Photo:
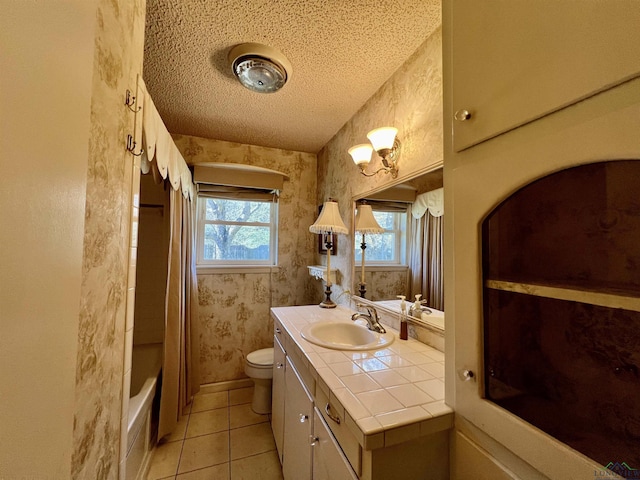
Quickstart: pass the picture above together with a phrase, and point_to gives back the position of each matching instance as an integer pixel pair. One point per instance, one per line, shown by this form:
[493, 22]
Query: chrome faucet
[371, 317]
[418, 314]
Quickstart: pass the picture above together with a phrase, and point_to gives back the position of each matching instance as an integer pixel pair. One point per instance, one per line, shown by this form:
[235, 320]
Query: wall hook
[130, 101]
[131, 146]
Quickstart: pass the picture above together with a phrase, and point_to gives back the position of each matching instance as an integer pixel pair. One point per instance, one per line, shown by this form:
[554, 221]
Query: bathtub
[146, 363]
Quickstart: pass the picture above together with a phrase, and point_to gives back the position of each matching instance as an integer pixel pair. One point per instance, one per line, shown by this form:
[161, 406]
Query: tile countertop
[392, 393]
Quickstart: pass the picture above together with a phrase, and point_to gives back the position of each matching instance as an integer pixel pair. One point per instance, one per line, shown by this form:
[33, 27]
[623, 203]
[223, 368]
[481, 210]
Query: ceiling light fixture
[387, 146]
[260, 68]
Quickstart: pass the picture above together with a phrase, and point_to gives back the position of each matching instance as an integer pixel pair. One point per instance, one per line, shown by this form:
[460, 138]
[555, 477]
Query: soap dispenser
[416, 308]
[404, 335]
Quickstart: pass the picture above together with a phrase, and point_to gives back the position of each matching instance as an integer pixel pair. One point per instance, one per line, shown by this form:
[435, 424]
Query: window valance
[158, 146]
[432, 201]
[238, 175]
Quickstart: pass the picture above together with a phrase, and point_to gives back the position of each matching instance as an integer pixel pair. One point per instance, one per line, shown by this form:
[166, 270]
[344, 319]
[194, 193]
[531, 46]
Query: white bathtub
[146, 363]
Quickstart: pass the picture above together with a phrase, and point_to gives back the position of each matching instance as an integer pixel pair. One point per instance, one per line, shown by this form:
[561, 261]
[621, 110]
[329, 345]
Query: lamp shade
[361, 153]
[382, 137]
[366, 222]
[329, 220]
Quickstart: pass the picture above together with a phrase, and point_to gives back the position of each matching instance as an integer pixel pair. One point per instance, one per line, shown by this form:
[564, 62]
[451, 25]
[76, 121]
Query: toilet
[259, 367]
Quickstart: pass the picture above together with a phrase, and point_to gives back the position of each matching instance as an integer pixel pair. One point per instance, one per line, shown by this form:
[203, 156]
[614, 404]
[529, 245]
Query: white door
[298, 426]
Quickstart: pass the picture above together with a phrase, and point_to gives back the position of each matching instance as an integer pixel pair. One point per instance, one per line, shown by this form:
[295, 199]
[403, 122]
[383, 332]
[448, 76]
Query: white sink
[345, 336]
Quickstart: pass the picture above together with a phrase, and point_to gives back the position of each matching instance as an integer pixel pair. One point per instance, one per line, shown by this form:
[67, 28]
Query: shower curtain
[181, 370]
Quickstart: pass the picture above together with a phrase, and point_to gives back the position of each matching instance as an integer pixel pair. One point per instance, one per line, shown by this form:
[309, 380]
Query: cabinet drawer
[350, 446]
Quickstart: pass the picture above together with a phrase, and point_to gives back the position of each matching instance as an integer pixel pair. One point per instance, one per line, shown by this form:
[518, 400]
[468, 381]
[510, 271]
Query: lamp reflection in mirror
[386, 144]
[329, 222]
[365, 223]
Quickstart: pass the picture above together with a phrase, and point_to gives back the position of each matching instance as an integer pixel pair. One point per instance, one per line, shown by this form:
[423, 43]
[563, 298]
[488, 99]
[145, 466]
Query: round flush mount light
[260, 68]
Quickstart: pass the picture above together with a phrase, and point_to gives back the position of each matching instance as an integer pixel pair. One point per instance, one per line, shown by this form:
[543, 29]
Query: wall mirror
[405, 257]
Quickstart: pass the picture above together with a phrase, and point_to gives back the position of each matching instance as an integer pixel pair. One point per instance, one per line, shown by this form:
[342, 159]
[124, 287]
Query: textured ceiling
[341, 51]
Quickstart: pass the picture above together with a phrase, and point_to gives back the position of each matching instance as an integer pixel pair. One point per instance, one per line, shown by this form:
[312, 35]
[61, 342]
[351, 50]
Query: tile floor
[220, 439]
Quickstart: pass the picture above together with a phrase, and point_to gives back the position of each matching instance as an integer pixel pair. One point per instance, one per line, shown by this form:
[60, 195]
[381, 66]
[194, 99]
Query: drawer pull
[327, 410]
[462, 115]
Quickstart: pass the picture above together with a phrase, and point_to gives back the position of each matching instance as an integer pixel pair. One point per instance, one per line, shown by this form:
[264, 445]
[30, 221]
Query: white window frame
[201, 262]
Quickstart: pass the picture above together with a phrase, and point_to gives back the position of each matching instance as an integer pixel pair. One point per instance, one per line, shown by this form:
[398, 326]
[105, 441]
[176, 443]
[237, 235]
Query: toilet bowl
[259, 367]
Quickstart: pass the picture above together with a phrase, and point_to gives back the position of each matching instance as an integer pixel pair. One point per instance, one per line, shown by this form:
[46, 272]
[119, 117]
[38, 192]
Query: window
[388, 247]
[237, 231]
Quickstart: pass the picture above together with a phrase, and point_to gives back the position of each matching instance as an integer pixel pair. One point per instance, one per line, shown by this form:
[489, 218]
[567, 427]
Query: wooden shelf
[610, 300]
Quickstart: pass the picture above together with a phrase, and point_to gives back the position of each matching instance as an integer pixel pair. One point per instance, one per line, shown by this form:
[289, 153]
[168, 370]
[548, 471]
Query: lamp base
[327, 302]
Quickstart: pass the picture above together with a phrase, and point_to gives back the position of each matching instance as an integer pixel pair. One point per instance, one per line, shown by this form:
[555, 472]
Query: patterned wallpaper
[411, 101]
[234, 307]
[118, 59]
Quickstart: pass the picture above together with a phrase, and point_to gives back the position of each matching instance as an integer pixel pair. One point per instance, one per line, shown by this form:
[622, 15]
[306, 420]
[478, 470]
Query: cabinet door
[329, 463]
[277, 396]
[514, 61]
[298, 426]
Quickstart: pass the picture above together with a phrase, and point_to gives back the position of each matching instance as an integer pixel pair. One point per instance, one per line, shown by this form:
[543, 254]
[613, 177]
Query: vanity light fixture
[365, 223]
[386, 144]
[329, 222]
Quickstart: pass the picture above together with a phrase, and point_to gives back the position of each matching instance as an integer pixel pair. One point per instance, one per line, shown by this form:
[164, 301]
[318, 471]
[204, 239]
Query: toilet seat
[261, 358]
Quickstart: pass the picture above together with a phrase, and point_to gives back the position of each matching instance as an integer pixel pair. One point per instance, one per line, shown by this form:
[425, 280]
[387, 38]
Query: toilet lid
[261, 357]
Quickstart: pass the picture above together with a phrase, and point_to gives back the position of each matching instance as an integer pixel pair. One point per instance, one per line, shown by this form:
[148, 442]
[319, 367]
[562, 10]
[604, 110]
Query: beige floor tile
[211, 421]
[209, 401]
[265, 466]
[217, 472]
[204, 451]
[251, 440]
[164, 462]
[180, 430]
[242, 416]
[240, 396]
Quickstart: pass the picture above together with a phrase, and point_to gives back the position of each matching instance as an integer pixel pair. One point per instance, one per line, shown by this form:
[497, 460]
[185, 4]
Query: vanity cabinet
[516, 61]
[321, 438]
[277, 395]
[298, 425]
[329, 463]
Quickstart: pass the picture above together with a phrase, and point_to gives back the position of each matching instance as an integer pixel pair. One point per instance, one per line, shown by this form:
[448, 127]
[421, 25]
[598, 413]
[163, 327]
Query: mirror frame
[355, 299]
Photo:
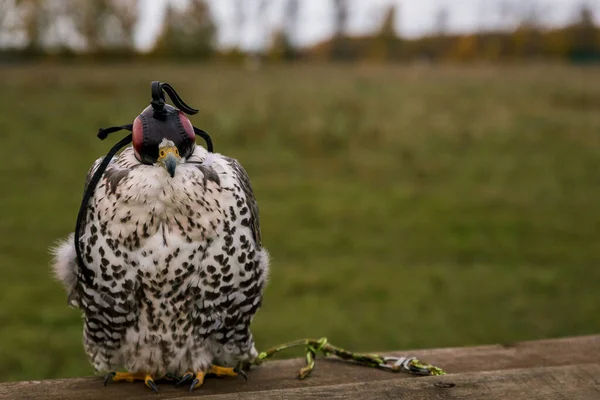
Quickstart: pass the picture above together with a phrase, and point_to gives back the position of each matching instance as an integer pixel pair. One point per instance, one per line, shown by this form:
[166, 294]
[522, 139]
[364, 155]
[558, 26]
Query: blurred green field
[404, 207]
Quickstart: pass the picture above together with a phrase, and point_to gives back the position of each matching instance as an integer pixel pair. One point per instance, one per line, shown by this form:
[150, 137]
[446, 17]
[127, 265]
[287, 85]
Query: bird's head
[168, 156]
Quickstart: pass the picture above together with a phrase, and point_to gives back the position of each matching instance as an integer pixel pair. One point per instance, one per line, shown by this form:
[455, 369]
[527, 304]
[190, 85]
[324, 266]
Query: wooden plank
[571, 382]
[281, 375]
* * *
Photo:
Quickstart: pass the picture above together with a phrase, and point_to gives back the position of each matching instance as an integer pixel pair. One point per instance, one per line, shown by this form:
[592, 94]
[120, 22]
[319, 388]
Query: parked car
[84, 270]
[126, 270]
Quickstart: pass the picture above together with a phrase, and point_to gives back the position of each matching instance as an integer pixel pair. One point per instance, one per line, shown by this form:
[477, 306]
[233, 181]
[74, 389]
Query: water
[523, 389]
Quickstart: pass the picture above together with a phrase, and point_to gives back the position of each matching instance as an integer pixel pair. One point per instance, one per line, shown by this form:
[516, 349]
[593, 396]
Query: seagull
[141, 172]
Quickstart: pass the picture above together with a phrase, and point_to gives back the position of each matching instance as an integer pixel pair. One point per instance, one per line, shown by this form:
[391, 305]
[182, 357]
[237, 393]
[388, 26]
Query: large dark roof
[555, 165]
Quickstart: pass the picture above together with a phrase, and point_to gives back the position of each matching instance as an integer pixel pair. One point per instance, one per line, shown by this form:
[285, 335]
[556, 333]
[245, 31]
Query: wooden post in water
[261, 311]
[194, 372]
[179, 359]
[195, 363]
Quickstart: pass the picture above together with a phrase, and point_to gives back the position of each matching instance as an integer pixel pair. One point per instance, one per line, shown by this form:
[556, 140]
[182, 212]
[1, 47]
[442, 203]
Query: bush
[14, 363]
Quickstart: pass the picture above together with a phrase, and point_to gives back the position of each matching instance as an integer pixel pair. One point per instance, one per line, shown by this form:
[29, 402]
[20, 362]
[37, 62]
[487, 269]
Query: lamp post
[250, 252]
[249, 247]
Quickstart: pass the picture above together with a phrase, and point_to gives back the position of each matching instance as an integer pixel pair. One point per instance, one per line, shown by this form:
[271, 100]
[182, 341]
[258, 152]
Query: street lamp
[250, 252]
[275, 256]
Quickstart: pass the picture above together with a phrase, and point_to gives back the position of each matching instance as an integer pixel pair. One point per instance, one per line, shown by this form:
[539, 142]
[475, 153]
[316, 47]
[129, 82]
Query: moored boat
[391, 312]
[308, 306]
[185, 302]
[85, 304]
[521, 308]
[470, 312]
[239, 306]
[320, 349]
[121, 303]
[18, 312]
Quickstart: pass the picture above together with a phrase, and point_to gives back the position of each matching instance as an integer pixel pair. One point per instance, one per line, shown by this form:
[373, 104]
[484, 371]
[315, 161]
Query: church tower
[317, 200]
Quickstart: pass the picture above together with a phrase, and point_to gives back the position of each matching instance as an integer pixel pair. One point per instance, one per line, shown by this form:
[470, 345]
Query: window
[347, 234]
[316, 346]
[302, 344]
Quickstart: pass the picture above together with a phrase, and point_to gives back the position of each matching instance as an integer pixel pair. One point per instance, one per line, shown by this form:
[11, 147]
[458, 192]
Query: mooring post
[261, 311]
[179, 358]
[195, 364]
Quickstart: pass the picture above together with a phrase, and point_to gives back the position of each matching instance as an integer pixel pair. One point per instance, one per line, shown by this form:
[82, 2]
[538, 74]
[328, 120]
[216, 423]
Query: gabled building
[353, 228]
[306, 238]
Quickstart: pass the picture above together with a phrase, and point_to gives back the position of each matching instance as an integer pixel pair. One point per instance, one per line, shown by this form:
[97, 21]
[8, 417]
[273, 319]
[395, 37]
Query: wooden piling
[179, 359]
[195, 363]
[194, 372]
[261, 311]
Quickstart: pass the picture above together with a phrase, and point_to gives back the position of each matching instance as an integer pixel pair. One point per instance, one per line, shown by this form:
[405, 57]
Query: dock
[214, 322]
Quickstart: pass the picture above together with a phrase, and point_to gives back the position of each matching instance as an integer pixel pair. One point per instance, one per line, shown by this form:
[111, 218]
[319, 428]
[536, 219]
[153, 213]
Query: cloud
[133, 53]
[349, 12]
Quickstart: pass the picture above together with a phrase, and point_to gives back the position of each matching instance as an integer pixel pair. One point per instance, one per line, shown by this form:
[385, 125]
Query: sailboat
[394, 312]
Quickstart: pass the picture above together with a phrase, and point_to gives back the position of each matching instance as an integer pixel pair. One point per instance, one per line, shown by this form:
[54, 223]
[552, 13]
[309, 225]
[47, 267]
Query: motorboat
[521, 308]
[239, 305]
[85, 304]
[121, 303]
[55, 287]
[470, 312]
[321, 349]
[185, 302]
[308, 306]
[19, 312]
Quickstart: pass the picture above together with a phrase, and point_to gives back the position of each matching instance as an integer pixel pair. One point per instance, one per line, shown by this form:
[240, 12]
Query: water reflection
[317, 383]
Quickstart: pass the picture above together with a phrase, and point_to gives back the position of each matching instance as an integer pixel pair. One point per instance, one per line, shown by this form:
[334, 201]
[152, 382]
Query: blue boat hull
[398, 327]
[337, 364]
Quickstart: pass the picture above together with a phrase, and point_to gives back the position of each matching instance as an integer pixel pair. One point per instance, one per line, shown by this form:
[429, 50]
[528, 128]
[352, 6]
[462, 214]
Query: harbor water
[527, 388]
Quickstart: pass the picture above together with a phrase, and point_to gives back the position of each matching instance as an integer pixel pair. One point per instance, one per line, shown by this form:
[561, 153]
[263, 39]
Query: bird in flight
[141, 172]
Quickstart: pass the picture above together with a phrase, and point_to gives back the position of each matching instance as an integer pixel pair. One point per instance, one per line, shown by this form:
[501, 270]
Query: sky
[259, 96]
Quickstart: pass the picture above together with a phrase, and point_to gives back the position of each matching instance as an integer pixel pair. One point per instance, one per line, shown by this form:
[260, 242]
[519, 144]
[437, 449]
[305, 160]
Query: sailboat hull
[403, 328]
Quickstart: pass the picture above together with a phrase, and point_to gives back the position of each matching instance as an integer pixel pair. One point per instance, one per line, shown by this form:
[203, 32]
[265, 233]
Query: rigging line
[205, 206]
* * *
◆ **TO BE DONE**
Collect every line of the rows above that contains the string "reflection", matching its letter case exactly.

◆ **CORRECT OUTPUT**
Query: lamp reflection in mirror
Query: water reflection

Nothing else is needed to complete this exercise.